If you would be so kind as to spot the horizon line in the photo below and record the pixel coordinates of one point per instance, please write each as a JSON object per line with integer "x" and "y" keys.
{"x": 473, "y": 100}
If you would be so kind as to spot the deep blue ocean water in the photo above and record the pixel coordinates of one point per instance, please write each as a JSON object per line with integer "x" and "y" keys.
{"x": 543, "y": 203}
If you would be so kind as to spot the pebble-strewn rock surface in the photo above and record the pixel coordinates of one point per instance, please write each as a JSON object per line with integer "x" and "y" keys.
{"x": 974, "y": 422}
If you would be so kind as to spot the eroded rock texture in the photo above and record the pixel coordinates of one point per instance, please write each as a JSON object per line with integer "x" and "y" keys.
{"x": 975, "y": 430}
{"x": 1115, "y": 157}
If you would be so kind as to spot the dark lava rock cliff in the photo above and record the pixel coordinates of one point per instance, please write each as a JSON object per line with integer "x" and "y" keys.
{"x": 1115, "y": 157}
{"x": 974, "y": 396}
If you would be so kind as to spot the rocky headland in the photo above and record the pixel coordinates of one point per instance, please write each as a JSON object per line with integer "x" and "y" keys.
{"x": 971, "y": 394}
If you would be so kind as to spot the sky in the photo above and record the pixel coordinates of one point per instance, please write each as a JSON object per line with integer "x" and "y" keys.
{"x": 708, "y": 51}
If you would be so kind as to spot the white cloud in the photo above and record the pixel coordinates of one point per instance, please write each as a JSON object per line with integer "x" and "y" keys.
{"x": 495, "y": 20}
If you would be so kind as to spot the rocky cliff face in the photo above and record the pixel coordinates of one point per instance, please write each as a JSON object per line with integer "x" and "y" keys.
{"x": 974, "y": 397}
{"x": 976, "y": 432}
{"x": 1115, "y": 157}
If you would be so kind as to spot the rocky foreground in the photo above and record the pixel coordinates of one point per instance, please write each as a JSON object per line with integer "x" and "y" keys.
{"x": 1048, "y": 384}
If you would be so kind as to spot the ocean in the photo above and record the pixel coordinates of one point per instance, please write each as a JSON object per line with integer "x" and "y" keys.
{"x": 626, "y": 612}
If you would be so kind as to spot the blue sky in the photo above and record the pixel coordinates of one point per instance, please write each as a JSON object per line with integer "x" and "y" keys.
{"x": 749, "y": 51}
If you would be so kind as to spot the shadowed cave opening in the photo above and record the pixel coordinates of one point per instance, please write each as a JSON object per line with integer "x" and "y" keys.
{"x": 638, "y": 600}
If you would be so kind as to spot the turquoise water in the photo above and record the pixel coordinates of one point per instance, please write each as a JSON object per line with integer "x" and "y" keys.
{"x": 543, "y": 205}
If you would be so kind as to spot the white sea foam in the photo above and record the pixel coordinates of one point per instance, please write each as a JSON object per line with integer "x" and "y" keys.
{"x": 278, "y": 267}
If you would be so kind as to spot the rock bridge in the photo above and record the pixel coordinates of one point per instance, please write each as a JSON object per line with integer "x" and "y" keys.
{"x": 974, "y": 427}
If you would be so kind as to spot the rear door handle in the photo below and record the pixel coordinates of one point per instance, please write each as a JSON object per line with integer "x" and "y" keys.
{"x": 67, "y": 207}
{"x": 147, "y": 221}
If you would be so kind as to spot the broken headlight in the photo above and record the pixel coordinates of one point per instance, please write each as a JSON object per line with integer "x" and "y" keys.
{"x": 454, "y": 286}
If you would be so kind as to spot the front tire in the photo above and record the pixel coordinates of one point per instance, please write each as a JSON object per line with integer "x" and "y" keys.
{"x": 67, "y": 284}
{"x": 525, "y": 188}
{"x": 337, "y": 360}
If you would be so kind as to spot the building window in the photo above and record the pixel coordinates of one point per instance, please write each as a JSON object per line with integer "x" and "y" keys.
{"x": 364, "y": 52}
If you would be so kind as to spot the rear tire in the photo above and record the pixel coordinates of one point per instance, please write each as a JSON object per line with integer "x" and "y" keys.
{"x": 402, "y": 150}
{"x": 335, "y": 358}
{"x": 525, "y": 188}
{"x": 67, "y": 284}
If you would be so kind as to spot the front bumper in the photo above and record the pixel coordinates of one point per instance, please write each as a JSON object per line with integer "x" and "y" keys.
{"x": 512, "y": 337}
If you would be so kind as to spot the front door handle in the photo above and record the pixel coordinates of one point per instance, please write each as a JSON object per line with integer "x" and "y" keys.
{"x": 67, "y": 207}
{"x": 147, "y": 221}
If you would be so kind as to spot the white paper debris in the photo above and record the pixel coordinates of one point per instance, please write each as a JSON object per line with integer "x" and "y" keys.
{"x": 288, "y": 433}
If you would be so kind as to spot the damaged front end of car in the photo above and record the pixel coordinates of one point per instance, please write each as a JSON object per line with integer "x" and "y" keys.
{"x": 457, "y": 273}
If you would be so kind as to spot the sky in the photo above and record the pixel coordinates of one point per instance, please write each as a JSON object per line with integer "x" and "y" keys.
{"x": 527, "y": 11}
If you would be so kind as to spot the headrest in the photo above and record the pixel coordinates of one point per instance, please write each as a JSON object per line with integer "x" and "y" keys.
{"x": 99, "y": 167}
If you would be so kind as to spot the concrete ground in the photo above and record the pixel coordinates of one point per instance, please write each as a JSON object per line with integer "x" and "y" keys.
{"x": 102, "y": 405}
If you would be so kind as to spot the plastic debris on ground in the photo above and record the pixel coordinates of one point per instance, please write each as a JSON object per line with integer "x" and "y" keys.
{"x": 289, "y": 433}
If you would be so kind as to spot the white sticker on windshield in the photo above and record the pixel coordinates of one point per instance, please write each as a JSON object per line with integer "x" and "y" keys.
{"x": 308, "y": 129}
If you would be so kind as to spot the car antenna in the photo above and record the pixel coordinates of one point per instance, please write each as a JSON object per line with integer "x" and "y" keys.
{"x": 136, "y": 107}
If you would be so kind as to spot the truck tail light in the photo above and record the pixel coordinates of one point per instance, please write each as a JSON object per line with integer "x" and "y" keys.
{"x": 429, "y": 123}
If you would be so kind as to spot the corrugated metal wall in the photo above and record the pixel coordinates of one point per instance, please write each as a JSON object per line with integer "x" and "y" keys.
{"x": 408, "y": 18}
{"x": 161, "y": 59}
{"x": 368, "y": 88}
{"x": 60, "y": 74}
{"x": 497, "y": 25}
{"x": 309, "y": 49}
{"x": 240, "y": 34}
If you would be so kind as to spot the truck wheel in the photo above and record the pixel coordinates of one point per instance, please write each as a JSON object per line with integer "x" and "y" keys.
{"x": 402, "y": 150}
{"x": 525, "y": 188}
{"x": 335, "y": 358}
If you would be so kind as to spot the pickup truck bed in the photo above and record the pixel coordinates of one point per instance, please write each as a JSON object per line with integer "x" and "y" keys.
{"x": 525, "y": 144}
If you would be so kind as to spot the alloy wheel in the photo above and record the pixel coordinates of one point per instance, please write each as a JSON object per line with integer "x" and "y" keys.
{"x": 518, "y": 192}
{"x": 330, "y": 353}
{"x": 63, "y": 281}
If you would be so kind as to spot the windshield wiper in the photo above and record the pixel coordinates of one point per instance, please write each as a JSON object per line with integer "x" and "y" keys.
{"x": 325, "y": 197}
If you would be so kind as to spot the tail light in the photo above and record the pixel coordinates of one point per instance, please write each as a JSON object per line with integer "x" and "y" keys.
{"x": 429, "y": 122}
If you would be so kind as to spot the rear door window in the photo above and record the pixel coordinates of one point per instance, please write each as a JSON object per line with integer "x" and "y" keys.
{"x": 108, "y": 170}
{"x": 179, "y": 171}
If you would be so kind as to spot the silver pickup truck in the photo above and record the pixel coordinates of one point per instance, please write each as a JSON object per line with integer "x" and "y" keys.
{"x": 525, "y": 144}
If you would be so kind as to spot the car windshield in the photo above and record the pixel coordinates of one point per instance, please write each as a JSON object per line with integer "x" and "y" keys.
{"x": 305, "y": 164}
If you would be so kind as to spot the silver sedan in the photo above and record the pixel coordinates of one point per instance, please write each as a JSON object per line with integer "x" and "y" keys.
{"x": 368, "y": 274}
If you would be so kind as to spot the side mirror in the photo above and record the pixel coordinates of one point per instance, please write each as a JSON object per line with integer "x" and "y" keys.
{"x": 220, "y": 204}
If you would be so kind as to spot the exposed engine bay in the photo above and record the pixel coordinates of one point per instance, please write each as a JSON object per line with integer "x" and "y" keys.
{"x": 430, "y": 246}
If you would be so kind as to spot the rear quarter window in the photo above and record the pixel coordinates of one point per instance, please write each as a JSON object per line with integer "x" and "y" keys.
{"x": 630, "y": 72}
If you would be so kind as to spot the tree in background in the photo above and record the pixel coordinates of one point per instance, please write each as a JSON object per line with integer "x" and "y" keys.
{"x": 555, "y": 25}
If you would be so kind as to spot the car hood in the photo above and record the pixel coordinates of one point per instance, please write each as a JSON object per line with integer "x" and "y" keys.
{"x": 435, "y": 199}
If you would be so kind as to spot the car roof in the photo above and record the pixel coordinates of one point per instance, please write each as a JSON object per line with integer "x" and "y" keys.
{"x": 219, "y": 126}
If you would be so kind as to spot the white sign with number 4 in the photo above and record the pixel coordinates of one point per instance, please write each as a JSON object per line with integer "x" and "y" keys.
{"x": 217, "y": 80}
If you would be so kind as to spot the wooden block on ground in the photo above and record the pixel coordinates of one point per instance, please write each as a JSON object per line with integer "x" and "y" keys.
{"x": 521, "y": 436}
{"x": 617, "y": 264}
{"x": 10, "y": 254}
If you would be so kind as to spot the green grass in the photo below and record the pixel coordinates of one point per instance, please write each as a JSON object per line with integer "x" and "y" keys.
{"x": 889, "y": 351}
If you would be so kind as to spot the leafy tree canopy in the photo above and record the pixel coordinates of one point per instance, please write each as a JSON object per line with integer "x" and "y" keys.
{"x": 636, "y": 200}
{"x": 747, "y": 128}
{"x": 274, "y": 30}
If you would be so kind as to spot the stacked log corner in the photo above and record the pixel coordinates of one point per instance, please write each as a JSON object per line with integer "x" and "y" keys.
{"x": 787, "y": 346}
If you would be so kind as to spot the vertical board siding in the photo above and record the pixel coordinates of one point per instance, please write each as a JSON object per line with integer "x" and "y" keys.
━━━━━━━━━━
> Exercise prompt:
Write out again, exactly, the line containing "If you would be so kind as to spot the green" and every later line of the records. Omit the rest.

> Solution to this exercise:
If you would be so kind as to spot the green grass in the photo below and record the pixel coordinates of one point per instance, please write each as a JSON object per line with integer "x" and "y" keys.
{"x": 889, "y": 351}
If you would be so kind as to spot the leafy tree canopy in the photo above and record the pixel coordinates of one point per instance, please write each as a JSON object per line with integer "x" and "y" keys.
{"x": 636, "y": 200}
{"x": 747, "y": 128}
{"x": 274, "y": 30}
If you would be so kind as to spot the stacked log corner in the photo above and record the pixel coordinates of one point per instance, please write each as a JSON object per line with integer "x" and "y" keys.
{"x": 787, "y": 346}
If you would be so kind as to spot the vertical board siding in the photo above and record the pixel coordinates of one point per instance, please write each as a JSON object per line with integer "x" and "y" keys.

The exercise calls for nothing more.